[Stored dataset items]
################

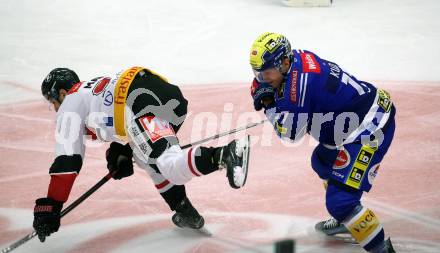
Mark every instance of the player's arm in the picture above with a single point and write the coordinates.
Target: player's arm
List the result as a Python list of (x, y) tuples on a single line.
[(65, 168), (287, 125)]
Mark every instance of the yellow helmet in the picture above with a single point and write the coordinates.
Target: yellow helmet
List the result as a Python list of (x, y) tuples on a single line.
[(268, 50)]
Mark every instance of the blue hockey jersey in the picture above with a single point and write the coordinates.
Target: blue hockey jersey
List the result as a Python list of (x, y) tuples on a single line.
[(320, 98)]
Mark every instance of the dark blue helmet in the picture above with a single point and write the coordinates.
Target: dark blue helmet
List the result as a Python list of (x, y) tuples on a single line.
[(59, 78)]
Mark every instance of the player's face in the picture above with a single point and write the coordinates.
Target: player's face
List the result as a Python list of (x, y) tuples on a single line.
[(57, 103), (271, 76)]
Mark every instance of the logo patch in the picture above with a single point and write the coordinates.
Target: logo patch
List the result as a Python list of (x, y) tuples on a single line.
[(384, 100), (108, 99), (310, 64), (342, 160), (364, 157), (372, 173), (74, 88), (356, 174), (100, 87), (293, 82), (156, 128)]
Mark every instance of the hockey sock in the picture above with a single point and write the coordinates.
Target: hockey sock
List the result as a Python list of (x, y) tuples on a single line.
[(204, 160), (365, 227), (60, 186)]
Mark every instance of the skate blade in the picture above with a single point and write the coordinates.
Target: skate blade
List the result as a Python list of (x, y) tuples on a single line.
[(246, 154), (204, 231)]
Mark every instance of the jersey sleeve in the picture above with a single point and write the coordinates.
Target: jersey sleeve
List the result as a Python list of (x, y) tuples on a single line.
[(69, 147), (290, 126)]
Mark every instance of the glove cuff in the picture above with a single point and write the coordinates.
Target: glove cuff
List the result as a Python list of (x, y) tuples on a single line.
[(47, 205)]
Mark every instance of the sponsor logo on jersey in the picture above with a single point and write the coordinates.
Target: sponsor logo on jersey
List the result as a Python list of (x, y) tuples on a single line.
[(337, 174), (74, 88), (342, 160), (364, 157), (108, 121), (156, 128), (356, 175), (293, 86), (125, 81), (100, 86), (372, 173), (108, 98), (384, 100), (310, 64), (360, 166)]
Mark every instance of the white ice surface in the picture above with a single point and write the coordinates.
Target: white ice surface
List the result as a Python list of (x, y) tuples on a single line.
[(204, 42)]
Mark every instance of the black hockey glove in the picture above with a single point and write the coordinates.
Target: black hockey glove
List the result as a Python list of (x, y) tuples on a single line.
[(262, 91), (46, 217), (119, 160)]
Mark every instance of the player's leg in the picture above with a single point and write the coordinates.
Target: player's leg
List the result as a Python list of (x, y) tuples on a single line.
[(175, 196), (353, 173), (322, 160), (363, 224)]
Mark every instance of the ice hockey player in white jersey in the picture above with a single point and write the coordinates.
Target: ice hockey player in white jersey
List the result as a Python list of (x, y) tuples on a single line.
[(141, 109)]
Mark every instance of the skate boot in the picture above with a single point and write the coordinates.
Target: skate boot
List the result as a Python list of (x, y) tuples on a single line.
[(235, 159), (331, 227), (387, 247), (186, 216)]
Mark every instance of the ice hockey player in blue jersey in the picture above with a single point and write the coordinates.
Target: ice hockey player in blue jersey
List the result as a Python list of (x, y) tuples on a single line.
[(352, 120)]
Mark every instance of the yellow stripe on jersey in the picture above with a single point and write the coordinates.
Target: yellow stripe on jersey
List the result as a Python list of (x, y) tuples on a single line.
[(121, 92), (360, 166)]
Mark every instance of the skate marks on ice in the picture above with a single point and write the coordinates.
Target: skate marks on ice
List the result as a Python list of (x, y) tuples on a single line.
[(231, 232)]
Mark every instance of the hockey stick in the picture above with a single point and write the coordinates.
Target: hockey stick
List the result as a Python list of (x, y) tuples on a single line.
[(109, 176), (224, 133)]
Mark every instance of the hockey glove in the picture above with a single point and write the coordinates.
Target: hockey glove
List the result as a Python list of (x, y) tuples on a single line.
[(46, 217), (119, 160), (262, 91)]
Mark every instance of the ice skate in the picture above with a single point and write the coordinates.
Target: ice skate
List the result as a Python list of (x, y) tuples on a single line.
[(331, 227), (235, 159), (387, 247), (186, 216)]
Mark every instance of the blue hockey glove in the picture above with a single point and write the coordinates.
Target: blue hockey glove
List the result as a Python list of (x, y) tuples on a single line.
[(260, 91)]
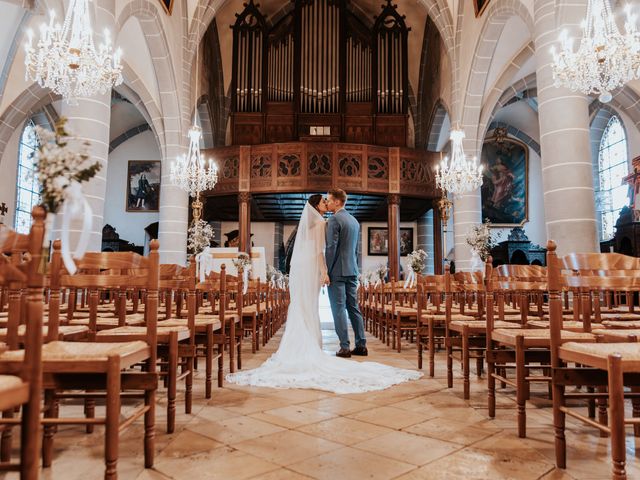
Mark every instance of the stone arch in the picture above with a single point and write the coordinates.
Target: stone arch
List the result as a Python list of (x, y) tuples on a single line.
[(497, 15), (504, 86)]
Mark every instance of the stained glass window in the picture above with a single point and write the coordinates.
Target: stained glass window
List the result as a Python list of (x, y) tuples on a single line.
[(613, 166), (28, 191)]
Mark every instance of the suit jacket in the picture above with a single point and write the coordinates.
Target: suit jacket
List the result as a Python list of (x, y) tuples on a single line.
[(343, 232)]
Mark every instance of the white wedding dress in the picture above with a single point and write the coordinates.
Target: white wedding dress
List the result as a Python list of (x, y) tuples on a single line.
[(300, 361)]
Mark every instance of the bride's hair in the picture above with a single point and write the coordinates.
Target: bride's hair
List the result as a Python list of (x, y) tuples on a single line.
[(314, 200)]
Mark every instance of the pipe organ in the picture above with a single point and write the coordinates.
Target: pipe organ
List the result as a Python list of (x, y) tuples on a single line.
[(326, 75)]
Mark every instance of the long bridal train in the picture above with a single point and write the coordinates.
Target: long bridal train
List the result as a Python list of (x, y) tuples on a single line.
[(300, 361)]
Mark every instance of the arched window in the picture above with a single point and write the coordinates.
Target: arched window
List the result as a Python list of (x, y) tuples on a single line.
[(613, 166), (28, 191)]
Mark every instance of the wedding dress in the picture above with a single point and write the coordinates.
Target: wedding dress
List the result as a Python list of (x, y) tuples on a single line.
[(300, 361)]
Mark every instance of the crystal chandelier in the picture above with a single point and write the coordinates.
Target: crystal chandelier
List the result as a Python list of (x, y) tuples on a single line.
[(605, 59), (458, 175), (191, 172), (65, 59)]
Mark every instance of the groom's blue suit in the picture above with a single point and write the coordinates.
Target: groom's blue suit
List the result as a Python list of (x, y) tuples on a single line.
[(343, 231)]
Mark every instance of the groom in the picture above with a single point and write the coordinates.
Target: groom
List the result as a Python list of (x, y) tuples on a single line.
[(343, 231)]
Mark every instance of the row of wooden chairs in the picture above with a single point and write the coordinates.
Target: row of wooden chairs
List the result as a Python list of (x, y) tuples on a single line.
[(99, 335)]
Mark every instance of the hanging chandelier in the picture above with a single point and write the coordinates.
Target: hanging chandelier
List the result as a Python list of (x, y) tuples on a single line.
[(65, 59), (605, 59), (458, 175), (191, 172)]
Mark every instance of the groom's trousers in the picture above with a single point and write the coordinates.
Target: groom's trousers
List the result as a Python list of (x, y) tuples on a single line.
[(343, 295)]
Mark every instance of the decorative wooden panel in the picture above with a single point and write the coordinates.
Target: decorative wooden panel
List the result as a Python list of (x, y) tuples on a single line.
[(310, 167)]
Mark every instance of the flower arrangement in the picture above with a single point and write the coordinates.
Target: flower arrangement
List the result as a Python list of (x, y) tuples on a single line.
[(417, 260), (480, 240), (200, 236), (381, 271), (60, 163), (242, 262)]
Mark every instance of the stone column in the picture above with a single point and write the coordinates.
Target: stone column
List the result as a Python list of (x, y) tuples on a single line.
[(567, 178), (89, 120), (393, 222), (278, 244), (425, 239), (244, 222), (467, 212)]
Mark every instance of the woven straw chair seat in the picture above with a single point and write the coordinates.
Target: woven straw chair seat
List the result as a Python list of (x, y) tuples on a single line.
[(478, 326), (570, 325), (75, 351), (64, 330), (200, 323), (536, 337), (163, 332), (622, 335), (107, 322), (620, 324), (9, 382), (597, 354)]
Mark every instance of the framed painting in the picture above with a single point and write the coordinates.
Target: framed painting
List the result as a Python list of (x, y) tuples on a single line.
[(143, 186), (480, 6), (406, 241), (378, 241), (505, 182), (167, 5)]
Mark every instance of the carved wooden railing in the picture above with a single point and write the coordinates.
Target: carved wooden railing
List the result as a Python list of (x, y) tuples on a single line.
[(308, 167)]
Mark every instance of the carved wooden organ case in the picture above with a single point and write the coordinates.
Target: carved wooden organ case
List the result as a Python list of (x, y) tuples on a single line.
[(319, 74)]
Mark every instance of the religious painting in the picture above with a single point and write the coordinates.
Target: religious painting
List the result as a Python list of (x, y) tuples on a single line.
[(378, 241), (480, 5), (143, 186), (505, 182), (167, 5)]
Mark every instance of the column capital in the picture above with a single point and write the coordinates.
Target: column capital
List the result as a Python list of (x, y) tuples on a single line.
[(244, 197), (394, 199)]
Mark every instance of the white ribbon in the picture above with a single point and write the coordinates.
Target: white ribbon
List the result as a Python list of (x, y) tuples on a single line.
[(75, 207), (411, 278), (204, 264)]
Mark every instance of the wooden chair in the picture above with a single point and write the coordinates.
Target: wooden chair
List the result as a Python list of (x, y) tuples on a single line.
[(519, 349), (21, 383), (607, 368), (92, 370)]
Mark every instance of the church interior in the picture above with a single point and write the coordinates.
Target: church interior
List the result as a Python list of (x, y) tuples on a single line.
[(157, 156)]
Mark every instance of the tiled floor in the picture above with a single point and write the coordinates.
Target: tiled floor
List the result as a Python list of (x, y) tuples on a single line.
[(418, 430)]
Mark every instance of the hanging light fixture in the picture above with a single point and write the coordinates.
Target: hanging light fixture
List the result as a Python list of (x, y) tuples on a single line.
[(191, 172), (65, 59), (605, 59), (458, 175)]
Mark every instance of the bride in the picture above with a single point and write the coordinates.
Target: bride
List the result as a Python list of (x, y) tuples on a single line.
[(300, 361)]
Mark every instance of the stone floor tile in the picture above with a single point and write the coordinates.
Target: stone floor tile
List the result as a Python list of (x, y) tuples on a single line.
[(351, 463), (286, 448), (408, 448)]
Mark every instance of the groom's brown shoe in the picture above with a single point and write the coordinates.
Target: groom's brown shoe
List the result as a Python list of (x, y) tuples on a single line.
[(360, 351)]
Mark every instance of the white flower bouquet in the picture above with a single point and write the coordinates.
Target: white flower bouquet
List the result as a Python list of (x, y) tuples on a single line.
[(417, 260), (61, 161), (200, 236)]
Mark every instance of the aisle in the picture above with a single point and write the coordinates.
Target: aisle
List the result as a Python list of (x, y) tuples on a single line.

################

### Your goal
Where a picture appears, omit it; otherwise reproduce each line above from the first to the one with "Target: yellow helmet", inclusive.

### Output
Mark every instance of the player's arm in the picture above with a single point and write the coordinates.
Target: player's arm
List the result as a Python list of (x, y) tuples on a single line.
[(65, 168), (287, 125)]
Mark every instance of the yellow helmet in the picture above with a single point and write the coordinates.
Target: yellow helmet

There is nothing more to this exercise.